YOUR TASK
Rewrite the data below with every "Observed" changed to "Located" and nothing else altered. Omit the pictures from your version.

****************************************

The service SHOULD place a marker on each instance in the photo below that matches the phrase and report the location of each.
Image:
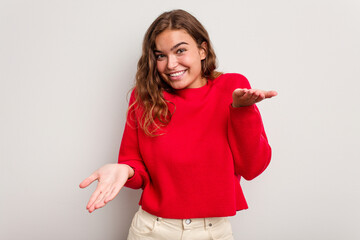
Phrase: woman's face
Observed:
(178, 59)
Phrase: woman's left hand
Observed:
(245, 97)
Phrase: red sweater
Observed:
(194, 169)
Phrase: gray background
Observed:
(66, 67)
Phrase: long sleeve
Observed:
(129, 151)
(248, 141)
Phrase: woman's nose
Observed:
(172, 62)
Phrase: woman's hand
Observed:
(246, 97)
(112, 178)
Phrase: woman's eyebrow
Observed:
(174, 47)
(177, 45)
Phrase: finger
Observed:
(88, 180)
(113, 194)
(93, 197)
(99, 197)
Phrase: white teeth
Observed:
(176, 74)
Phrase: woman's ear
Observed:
(203, 50)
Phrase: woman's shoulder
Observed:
(232, 80)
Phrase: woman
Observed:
(191, 134)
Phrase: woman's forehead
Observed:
(169, 39)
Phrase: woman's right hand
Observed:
(111, 177)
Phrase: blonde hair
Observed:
(149, 84)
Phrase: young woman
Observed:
(191, 134)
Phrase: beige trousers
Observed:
(146, 226)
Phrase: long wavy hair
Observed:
(149, 84)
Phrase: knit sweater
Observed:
(193, 170)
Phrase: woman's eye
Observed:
(180, 50)
(159, 56)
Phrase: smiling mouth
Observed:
(176, 74)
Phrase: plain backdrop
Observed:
(66, 68)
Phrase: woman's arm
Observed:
(247, 138)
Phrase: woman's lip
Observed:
(177, 77)
(182, 71)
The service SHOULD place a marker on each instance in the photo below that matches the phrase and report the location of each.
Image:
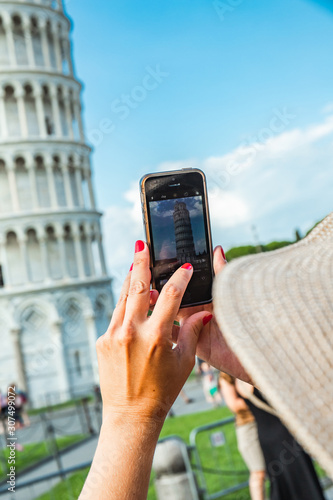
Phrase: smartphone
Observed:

****************************************

WRITTEN RESPONSE
The service SHOULD place a marker on each instance in the photo below that matches the phrase and report the location of each.
Image:
Phrase: woman's face
Located:
(178, 59)
Phrase: woman's left hand
Located:
(245, 97)
Phrase: red sweater
Located:
(194, 169)
Phrase: gray background
Located:
(66, 67)
Phrase: long sleeve
Located:
(129, 151)
(248, 141)
Phrase: woman's nose
Located:
(172, 62)
Phrase: woman's hand
Located:
(246, 97)
(112, 178)
Phrase: woman's eyebrow
Located:
(174, 47)
(177, 45)
Phrase: finger
Located:
(88, 180)
(113, 194)
(93, 197)
(99, 197)
Phrase: white teeth
Located:
(176, 74)
Phrase: woman's ear
Located:
(203, 50)
Phrase: woman's shoulder
Located:
(232, 80)
Phrase: woman
Located:
(191, 134)
Phrase: woman's forehead
Located:
(169, 39)
Phrase: woman's right hand
Located:
(111, 177)
Phrase: blonde hair
Located:
(149, 84)
Phrase: young woman
Located:
(191, 134)
Phrase: beige trousers
Located:
(146, 226)
Phrase: long wavy hair
Located:
(149, 84)
Phrase: knit sweater
Located:
(193, 170)
Phrase: woman's eye
Located:
(180, 50)
(159, 56)
Phrase: smiling mouth
Located:
(176, 74)
Phrase: plain backdrop
Located:
(66, 68)
Phrase: woman's arm
Located:
(247, 138)
Phrase: woman's lip
Located:
(177, 77)
(182, 71)
The service SHOULD place a marker on each instance in the photo below that matches the phrase and report the location of each.
Image:
Phrase: smartphone
Located:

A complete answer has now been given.